- _STORED DATA_:
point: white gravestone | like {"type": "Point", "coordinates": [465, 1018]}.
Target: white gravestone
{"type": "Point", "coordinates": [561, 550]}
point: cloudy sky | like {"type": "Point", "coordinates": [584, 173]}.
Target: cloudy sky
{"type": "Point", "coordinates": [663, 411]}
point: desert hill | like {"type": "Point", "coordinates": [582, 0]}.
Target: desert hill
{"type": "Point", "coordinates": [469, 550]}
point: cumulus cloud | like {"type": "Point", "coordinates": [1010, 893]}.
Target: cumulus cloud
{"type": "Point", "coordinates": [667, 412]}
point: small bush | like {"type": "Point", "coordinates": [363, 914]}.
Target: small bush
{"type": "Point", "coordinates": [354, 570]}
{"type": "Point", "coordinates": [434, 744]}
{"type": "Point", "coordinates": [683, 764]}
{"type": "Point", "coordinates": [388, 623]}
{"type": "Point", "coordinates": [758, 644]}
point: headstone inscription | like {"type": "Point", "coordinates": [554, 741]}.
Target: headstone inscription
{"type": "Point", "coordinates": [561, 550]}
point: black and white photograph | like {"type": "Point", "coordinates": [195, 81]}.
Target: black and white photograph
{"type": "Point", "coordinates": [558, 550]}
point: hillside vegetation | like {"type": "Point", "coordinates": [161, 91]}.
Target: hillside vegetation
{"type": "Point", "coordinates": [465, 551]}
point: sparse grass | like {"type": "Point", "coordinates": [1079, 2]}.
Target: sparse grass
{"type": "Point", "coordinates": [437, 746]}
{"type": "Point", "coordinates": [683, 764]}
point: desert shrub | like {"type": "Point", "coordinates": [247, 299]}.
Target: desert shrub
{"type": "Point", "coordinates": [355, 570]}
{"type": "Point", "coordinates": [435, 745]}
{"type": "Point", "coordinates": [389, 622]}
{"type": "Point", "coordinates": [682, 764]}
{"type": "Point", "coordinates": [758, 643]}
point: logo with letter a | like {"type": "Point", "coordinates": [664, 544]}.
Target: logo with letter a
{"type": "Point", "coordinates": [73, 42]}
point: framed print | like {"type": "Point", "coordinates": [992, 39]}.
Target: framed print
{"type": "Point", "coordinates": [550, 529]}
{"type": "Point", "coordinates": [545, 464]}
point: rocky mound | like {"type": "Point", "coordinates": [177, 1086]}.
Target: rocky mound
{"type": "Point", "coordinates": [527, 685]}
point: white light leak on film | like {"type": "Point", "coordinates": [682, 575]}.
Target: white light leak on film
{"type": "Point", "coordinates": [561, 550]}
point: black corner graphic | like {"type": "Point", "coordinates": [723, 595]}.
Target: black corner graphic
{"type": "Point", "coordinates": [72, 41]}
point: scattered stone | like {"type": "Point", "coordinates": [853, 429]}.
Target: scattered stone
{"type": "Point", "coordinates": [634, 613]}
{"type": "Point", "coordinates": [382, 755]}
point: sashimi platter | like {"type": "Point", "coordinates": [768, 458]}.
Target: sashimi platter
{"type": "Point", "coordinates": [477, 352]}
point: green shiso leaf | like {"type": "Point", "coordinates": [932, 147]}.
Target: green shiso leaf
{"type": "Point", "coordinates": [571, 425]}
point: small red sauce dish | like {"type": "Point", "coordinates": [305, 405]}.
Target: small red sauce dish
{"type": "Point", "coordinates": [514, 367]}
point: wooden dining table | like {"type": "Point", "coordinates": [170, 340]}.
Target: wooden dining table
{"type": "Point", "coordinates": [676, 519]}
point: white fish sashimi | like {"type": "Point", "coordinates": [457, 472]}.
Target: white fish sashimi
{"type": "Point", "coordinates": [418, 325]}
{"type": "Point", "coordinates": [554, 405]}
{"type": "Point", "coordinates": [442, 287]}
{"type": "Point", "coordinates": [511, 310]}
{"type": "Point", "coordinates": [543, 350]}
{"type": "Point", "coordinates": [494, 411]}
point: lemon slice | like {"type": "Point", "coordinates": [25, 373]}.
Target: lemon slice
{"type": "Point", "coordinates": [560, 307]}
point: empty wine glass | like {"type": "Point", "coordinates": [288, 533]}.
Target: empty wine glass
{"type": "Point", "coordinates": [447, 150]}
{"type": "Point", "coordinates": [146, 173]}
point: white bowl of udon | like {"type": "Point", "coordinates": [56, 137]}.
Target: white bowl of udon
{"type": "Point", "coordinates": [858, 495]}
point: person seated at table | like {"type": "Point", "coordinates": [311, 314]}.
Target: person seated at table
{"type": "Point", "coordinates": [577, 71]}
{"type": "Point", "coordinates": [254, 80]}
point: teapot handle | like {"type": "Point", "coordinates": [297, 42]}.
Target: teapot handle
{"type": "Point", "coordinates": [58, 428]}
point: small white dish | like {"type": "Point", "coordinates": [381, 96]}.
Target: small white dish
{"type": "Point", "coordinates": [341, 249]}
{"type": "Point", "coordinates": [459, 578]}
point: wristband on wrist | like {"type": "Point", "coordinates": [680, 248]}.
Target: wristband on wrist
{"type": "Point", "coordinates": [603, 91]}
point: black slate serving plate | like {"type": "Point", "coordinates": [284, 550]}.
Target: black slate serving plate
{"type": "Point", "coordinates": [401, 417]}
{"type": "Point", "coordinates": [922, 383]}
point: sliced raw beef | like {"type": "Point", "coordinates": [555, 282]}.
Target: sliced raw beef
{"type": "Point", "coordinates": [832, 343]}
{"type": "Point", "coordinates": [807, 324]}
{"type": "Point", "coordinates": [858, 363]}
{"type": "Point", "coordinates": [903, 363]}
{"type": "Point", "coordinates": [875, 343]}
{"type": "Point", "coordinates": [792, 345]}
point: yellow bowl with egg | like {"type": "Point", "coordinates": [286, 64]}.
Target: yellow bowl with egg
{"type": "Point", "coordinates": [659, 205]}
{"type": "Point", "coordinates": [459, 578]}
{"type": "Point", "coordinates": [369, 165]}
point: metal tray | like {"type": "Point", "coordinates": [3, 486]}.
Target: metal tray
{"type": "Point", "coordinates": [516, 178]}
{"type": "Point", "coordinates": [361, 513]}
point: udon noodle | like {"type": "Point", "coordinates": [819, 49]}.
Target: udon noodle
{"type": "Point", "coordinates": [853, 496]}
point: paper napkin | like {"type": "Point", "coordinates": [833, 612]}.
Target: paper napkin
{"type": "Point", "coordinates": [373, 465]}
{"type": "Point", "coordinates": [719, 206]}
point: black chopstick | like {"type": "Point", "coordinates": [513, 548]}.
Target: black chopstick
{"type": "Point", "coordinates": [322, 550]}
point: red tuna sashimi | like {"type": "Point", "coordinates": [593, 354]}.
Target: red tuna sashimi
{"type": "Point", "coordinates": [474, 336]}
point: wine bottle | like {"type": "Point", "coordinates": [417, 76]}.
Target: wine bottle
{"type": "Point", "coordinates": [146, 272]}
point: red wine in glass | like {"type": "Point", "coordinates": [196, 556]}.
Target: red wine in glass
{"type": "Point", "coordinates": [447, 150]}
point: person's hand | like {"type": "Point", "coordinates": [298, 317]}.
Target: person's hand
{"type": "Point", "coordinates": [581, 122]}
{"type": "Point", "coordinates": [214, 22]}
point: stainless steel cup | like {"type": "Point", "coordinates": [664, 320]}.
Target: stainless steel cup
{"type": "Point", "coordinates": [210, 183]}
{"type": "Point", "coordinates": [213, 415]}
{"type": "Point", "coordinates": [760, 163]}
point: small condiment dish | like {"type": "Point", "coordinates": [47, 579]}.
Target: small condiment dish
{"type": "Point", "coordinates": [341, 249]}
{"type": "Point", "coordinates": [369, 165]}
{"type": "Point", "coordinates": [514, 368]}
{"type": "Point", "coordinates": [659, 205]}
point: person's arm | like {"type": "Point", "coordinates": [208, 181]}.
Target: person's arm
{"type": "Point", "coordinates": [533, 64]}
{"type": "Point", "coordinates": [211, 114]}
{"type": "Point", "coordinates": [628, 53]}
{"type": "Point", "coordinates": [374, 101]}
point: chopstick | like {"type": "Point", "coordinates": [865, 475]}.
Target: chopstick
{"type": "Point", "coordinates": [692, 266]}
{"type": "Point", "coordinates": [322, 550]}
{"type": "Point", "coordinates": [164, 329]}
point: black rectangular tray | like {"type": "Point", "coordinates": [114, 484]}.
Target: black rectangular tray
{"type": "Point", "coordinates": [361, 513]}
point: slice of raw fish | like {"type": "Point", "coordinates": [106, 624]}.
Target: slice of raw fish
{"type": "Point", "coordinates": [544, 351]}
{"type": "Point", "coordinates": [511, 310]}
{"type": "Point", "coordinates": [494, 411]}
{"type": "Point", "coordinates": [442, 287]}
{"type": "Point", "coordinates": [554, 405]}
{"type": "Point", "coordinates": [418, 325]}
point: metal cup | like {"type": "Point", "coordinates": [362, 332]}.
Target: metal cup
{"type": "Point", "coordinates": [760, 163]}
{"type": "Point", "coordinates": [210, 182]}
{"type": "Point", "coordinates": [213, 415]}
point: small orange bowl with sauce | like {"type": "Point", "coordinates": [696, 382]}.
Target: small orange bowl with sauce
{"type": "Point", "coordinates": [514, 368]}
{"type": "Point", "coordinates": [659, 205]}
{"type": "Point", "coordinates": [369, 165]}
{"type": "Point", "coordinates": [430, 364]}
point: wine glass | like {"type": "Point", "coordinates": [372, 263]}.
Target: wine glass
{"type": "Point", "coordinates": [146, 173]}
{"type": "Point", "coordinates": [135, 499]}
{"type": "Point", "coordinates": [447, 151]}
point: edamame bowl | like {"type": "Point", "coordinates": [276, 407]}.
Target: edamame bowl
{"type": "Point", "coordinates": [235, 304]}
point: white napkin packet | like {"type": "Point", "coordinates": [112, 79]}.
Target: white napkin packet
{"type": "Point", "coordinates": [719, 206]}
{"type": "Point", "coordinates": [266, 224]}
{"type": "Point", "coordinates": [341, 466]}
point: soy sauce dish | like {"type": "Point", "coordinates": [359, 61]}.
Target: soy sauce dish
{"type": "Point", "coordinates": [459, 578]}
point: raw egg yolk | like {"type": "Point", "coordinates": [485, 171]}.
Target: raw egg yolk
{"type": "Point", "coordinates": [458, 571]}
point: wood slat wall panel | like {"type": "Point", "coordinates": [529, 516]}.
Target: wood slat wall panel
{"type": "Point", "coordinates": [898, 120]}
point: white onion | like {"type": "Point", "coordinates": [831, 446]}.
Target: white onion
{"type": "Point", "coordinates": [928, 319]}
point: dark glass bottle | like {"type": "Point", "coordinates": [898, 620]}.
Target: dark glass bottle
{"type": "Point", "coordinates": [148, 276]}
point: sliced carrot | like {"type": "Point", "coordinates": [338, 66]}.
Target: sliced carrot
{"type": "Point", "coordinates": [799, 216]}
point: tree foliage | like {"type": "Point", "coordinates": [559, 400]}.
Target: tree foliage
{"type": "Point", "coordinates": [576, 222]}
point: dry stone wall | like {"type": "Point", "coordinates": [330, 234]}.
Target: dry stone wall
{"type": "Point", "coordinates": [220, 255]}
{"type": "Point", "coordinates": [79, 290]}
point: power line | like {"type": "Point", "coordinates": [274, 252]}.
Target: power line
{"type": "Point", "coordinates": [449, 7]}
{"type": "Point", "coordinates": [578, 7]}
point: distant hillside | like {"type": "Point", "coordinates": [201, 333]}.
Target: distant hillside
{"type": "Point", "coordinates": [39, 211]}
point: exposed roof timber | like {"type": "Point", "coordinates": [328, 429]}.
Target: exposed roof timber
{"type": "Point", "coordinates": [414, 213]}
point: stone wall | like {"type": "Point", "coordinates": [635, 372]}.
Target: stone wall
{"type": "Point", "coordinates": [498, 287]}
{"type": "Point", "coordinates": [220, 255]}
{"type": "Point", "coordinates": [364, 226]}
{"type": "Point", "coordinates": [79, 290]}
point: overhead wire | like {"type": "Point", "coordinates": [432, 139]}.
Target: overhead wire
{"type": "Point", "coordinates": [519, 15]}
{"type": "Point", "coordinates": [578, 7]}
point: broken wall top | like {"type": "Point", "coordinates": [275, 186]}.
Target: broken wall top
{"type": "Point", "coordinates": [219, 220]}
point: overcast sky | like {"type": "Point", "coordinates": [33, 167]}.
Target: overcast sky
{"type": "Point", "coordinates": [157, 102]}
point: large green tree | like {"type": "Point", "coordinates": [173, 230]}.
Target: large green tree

- _WHAT THE EXERCISE ASKS_: Reproduce, word for word, only the lines from the one that contains "point: exposed roof" through the final line.

- _TASK RESULT_:
point: exposed roof timber | like {"type": "Point", "coordinates": [328, 429]}.
Target: exposed roof timber
{"type": "Point", "coordinates": [414, 213]}
point: stone wall | like {"type": "Point", "coordinates": [635, 372]}.
Target: stone wall
{"type": "Point", "coordinates": [498, 287]}
{"type": "Point", "coordinates": [220, 255]}
{"type": "Point", "coordinates": [364, 226]}
{"type": "Point", "coordinates": [79, 290]}
point: overhead wire | like {"type": "Point", "coordinates": [432, 139]}.
Target: overhead wire
{"type": "Point", "coordinates": [519, 15]}
{"type": "Point", "coordinates": [578, 7]}
point: broken wall top | like {"type": "Point", "coordinates": [275, 186]}.
Target: broken wall top
{"type": "Point", "coordinates": [219, 220]}
point: overcast sky | like {"type": "Point", "coordinates": [33, 167]}.
Target: overcast sky
{"type": "Point", "coordinates": [157, 102]}
point: large green tree | like {"type": "Point", "coordinates": [173, 230]}.
Target: large green tree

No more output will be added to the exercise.